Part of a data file
begin

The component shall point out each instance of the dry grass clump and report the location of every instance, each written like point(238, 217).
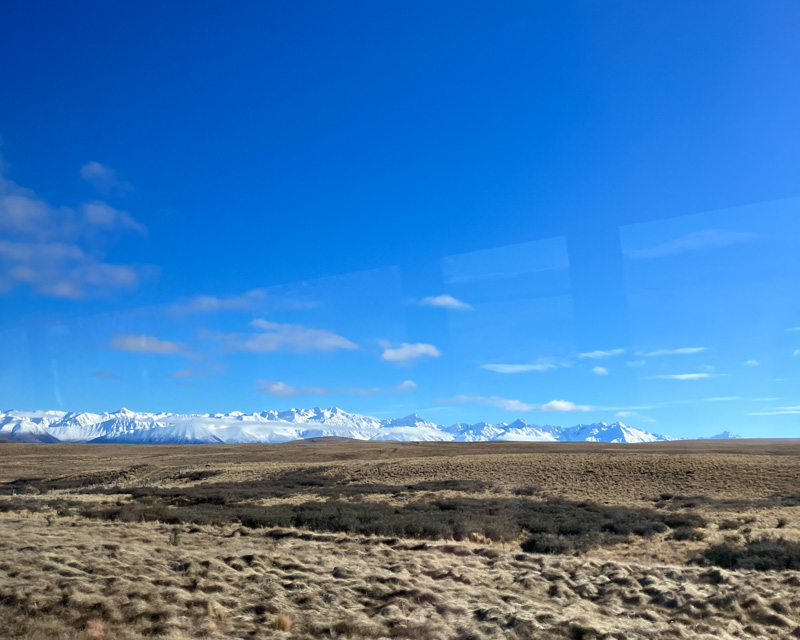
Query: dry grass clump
point(764, 554)
point(125, 581)
point(433, 541)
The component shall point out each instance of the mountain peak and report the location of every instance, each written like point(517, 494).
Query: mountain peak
point(129, 426)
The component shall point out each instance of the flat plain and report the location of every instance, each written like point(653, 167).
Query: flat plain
point(342, 539)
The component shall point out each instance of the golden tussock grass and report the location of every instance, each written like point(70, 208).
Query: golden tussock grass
point(69, 577)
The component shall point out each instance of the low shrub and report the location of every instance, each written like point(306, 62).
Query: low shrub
point(764, 554)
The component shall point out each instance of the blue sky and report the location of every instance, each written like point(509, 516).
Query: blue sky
point(566, 212)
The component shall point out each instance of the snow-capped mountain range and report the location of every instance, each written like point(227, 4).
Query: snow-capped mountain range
point(126, 426)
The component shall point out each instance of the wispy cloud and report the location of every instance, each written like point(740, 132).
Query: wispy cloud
point(248, 301)
point(508, 404)
point(622, 415)
point(596, 355)
point(140, 343)
point(284, 390)
point(562, 405)
point(274, 336)
point(104, 216)
point(181, 374)
point(519, 368)
point(105, 374)
point(682, 351)
point(695, 241)
point(104, 178)
point(60, 251)
point(777, 411)
point(445, 301)
point(408, 352)
point(684, 376)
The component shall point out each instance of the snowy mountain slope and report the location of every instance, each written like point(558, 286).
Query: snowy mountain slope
point(125, 426)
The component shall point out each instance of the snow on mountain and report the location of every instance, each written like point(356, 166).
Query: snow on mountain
point(125, 426)
point(614, 432)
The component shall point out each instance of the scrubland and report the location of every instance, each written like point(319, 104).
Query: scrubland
point(389, 540)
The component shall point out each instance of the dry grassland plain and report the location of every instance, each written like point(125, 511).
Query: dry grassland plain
point(387, 540)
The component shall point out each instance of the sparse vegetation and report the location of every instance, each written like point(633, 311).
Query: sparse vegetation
point(764, 554)
point(396, 541)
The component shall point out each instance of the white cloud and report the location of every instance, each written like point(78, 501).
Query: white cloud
point(777, 411)
point(104, 178)
point(685, 376)
point(102, 214)
point(59, 251)
point(632, 414)
point(278, 388)
point(183, 373)
point(683, 351)
point(247, 301)
point(595, 355)
point(105, 374)
point(282, 389)
point(291, 337)
point(140, 343)
point(445, 301)
point(695, 241)
point(515, 405)
point(407, 352)
point(519, 368)
point(562, 405)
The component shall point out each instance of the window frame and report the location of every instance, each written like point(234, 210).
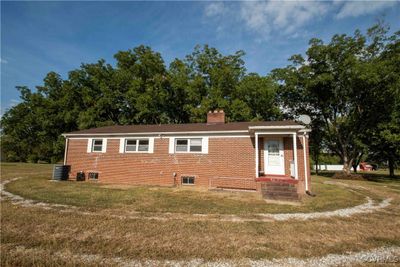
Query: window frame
point(137, 145)
point(101, 146)
point(189, 145)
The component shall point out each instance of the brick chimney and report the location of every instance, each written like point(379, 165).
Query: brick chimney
point(216, 117)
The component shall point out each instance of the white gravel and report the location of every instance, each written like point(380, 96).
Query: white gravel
point(367, 207)
point(378, 255)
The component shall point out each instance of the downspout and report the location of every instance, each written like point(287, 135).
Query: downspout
point(65, 151)
point(305, 167)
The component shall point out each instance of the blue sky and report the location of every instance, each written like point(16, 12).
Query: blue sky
point(39, 37)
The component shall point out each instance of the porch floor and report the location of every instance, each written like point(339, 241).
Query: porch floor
point(276, 178)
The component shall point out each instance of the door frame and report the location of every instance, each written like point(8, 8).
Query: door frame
point(281, 171)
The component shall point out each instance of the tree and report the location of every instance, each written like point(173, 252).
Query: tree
point(384, 138)
point(138, 90)
point(338, 85)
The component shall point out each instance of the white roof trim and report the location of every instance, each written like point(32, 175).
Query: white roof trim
point(154, 133)
point(276, 127)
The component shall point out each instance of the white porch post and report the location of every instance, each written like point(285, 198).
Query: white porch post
point(256, 141)
point(296, 176)
point(305, 161)
point(65, 150)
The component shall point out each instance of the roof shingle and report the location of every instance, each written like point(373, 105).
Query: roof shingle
point(181, 128)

end

# TASK BRIEF:
Reproduce every line of the records above verbatim, omitting the pictures.

# ANSWER TO THE PROBLEM:
The component shall point out each instance of the dry grass clump and report the location of every instance, each written like point(238, 217).
Query: dry grass clump
point(764, 554)
point(125, 581)
point(433, 541)
The component shall point out each instance of the mountain peak and report the location of every instance, each written like point(517, 494).
Query: mountain peak
point(129, 426)
The component shall point out each instance of the flat plain and report the location of every instance, each written like point(653, 167).
Query: flat plain
point(342, 539)
The component shall point out each instance of the golden tussock grass and report the location of every instance, each written like point(70, 208).
Query: golden tussock grass
point(69, 577)
The component shall point out each instance of the low shrub and report the location of every instance, each written like point(306, 62).
Query: low shrub
point(764, 554)
The component shall point out each instance of the blue sky and report the location of every instance, each written like point(509, 516).
Query: blue sky
point(566, 212)
The component shall point out each instance of the snow-capped mountain range and report the location of every instance, each written like point(227, 4).
Query: snow-capped mountain range
point(126, 426)
The component shall point out each instance of the wispy cloud and report the location of every instance, each written like point(740, 132).
Query: wispy cloud
point(248, 301)
point(508, 404)
point(622, 415)
point(596, 355)
point(140, 343)
point(284, 390)
point(562, 405)
point(274, 336)
point(104, 216)
point(181, 374)
point(519, 368)
point(105, 374)
point(682, 351)
point(695, 241)
point(104, 178)
point(60, 251)
point(777, 411)
point(445, 301)
point(408, 352)
point(684, 376)
The component shall point out each instance of the snowy mountain slope and report the location of every instance, each written like point(558, 286).
Query: snowy mountain slope
point(125, 426)
The component shall point out each instance of the snow on mountain and report the location of every instance, each written like point(356, 166).
Query: snow on mountain
point(125, 426)
point(614, 432)
The component shall point out each instance of the scrubland and report the location of every instance, each written like point(319, 104).
Query: scrubland
point(389, 540)
The component shall point out each instance of the dry grassland plain and report the location of every instance, each written like point(125, 511).
Query: dry grassland plain
point(387, 540)
The component shall point out each instance of the sparse vegetation and report the location of every instance, each written like point(633, 311).
Query: sparse vegetation
point(764, 554)
point(396, 541)
The component shall point out each instance of the white cloud and report the location of every instance, each written like point(78, 501).
Query: white cloud
point(777, 411)
point(104, 178)
point(685, 376)
point(102, 214)
point(59, 251)
point(632, 414)
point(278, 388)
point(183, 373)
point(683, 351)
point(247, 301)
point(595, 355)
point(105, 374)
point(282, 389)
point(291, 337)
point(140, 343)
point(445, 301)
point(695, 241)
point(515, 405)
point(407, 352)
point(519, 368)
point(562, 405)
The component shall point out each instance of the window frame and report the location of every instance, each written like point(234, 210).
Query: window frame
point(137, 145)
point(101, 146)
point(189, 145)
The component shall point out each instance of the brick chimney and report the location of every instance, each written like point(379, 165).
Query: brick chimney
point(216, 117)
The component shall point out each instance of the white gravel and report the location of every instance, each written like point(380, 96).
Query: white gravel
point(367, 207)
point(378, 255)
The component shall point out each instance of the downspout and report the location of every instance, each written like point(287, 135).
Query: downspout
point(65, 151)
point(305, 167)
The component shall point out each instance of the blue sky and report the location of every instance, each written like point(16, 12).
Query: blue sky
point(39, 37)
The component shall point out each instance of the porch floor and report the location of every instance, each written like point(339, 241).
Query: porch floor
point(276, 178)
The component shall point out each instance of the door frame and report the location of every instance, each written like point(8, 8).
Query: door frame
point(281, 171)
The component shall point out each instance of the tree and report the location of every instance, each written like point(173, 252).
Query: tree
point(384, 138)
point(138, 90)
point(338, 85)
The component shall point out each instance of the white roof trim and report the location of every instance, each written like point(32, 175).
Query: white roof trim
point(154, 133)
point(276, 127)
The component shall point out each instance of the white porch post and report the location of every instance, each written like point(285, 198).
Query: white porch post
point(256, 141)
point(296, 176)
point(305, 161)
point(65, 150)
The component shall point out each instance of the roof shingle and report the location of every instance, each written like point(373, 105).
Query: roof shingle
point(181, 128)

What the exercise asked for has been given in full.